Copy the data that follows exactly. Include no pictures.

■ Position annotation records ■
□ □ □ □
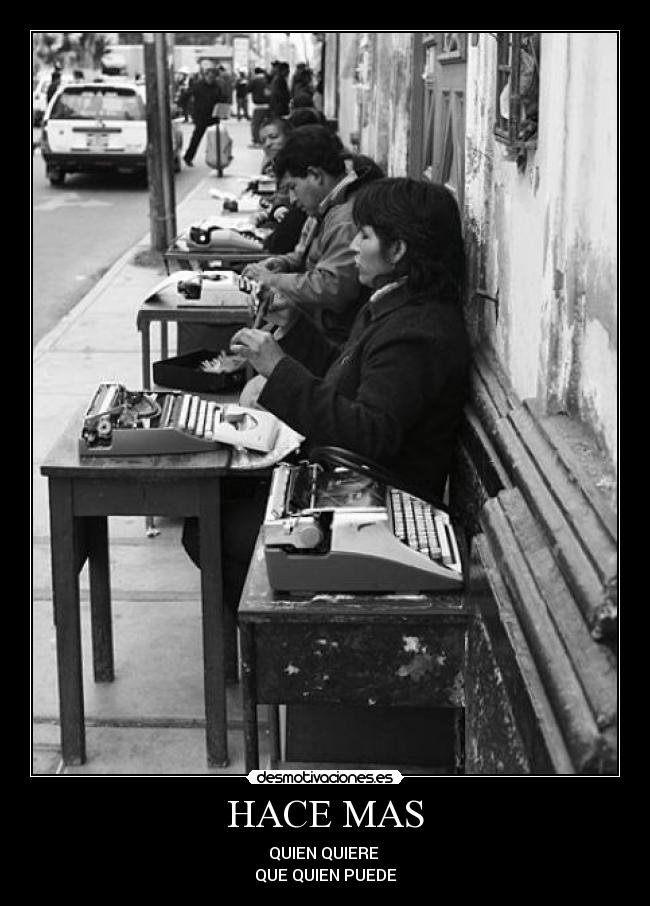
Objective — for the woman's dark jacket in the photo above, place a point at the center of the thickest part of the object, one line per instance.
(393, 393)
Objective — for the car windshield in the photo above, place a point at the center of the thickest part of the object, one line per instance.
(87, 103)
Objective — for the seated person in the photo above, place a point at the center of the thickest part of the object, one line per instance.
(395, 392)
(284, 218)
(319, 276)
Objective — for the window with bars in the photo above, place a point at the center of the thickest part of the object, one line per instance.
(517, 90)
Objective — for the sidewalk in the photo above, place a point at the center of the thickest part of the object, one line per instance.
(150, 720)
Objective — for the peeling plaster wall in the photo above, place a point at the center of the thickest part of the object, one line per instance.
(379, 93)
(349, 91)
(546, 238)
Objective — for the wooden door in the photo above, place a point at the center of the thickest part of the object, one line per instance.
(438, 115)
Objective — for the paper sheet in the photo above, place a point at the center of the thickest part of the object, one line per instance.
(287, 441)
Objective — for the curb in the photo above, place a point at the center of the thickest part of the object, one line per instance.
(46, 342)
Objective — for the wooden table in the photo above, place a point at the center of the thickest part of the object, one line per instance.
(84, 491)
(185, 258)
(403, 650)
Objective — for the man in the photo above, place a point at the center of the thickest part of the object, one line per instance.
(260, 100)
(205, 94)
(319, 276)
(279, 98)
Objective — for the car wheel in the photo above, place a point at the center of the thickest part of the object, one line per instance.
(56, 176)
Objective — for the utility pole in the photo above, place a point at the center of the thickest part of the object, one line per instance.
(162, 195)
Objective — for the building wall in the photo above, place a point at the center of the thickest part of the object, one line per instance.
(545, 239)
(374, 83)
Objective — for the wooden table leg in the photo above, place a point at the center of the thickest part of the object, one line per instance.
(145, 341)
(164, 340)
(100, 598)
(213, 628)
(249, 697)
(65, 592)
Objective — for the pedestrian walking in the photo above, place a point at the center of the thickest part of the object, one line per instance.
(279, 98)
(205, 94)
(242, 90)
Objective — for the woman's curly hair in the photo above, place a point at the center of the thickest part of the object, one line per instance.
(426, 217)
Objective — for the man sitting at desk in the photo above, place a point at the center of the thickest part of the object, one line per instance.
(319, 276)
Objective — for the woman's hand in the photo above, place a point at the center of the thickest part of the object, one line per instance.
(280, 311)
(258, 347)
(270, 265)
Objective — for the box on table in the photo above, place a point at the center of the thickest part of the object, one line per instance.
(183, 372)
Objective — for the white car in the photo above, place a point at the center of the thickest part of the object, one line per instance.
(39, 96)
(94, 126)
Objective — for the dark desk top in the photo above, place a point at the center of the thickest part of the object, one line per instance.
(64, 460)
(181, 311)
(260, 603)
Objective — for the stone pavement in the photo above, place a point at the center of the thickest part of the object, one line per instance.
(150, 720)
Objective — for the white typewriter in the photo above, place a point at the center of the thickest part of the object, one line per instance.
(121, 422)
(339, 529)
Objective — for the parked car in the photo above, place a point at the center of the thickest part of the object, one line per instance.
(39, 96)
(94, 126)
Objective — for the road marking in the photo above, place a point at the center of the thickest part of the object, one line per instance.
(71, 200)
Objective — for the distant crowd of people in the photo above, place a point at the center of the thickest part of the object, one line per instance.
(254, 98)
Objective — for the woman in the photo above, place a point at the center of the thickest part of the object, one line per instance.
(394, 392)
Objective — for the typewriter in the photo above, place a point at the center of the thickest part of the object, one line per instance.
(210, 235)
(335, 528)
(121, 422)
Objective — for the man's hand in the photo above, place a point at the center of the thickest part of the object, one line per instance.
(258, 347)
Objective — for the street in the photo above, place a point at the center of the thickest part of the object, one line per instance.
(82, 228)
□ □ □ □
■ WRITTEN ANSWER ■
Objective — for the woman's dark jacket in the photo above, place a point at the center of the thickest part of the object, one line per instance.
(393, 393)
Objective — for the car windshield in the photo above, place a point at the center of the thickest part of the object, one line per instance.
(87, 103)
Objective — for the seated person in the photo above, place a point at the center of the thickest part of the object, one line per instance.
(395, 392)
(284, 218)
(319, 276)
Objective — for the window with bars in the photo above, place a point at the center of the thickest part of the object, one line per instance.
(517, 90)
Objective — for the sidewalk in the photo above, place a point at the center of the thickest part of the object, one line per instance.
(150, 720)
Objective — for the peeling plaster wall in the photo above, place a point at the center of the thickest part of the object, one line per instance.
(379, 93)
(349, 91)
(546, 238)
Objective — for the wooden door in the photo above, place a point at the center of the thickest part of the object, one line per instance.
(438, 115)
Objective — for the paper sheet in the photo above, place a point at the center of the thickest part of the object, one line per instance.
(287, 441)
Objective — for the curb in the photo above, place a point at the center of the thickest part of the object, one line per instance.
(46, 342)
Objective — for the wooden table in the photo above, place a point at the center of the thickest part of the object, one line per instance.
(84, 491)
(185, 258)
(403, 650)
Objective — for the man in the photo above, place a point at the center of the thickest part of the object, one line per instance.
(260, 100)
(205, 94)
(319, 276)
(279, 98)
Objective — for the car wheel in the photo above, place a point at the center of the thickest part of the object, one line per instance.
(56, 176)
Objective — for the utility pole in the photo above, place a point at the center of the thickest part of the object, one line per instance.
(162, 195)
Objective — for the building wall in the photo above, place a point at the center of the thickest part of the object, one line per instance.
(545, 239)
(374, 83)
Objective — for the wooden table leg in the photo above, place a point at the center of the thickest part of the object, one line per instance.
(145, 341)
(164, 340)
(100, 598)
(213, 628)
(249, 697)
(65, 592)
Objective — for the pedestrian walking in the photo above, place a point at the center of the thickest part of the object, one line per instance.
(279, 98)
(205, 94)
(242, 90)
Objective — for the woman's curly hair in the photo above, place a point at the center of the thickest part of the object, one line per instance.
(426, 217)
Objective — for the man sitting at desk in the photo above, place a point at the center of the thickest part of the object, one line per instance.
(319, 276)
Objective — for the woman's hand in the photo above, place a point at the center of the thickest part of the object, one line per instance.
(280, 311)
(258, 347)
(270, 265)
Objective — for the box on table in the photo above, place a point at the center of the thickest part of the object, one line per instance.
(183, 372)
Objective — for the white car in the photo above, place a point at the center of the thickest part of the object, one line per instance.
(39, 96)
(94, 126)
Objective — for the dark desk top in the photo above, place a point at the center of the thickest part of the object, one line per instance.
(64, 460)
(181, 311)
(260, 603)
Objective — for the stone pavement in the photo above, place a point at the center of the thickest part of the object, one line per instance.
(150, 720)
Objective — for the white typewriter in the photo above, place a point at the center of the thickest part of the object, one line per instance.
(121, 422)
(339, 529)
Objective — for the parked car in the photo above, place a point at the center of the thickest part of the object, one line per instance.
(39, 96)
(94, 126)
Objective — for the road marking in the photo above, place a point at the center of the thickest part of the object, one line per instance.
(71, 200)
Objective — for the distant crowd of people in the photo above, place a point at the center of the thickest part of the object, one line per instance.
(254, 98)
Objective — for the woman in the photo above, place a point at the center of the thickest part of the object, one line per instance.
(394, 392)
Objective — for the typewriter in the photo above, place a point at the center of the thickest part of the object, one line per instance.
(210, 235)
(335, 528)
(121, 422)
Objective — for the man's hand in the photo above, place a point at the center of the thickest part of the object, one line per instance.
(258, 347)
Objective — for the street in the photo above, place a point at the center of the thickest part of the object, one line per instance.
(82, 228)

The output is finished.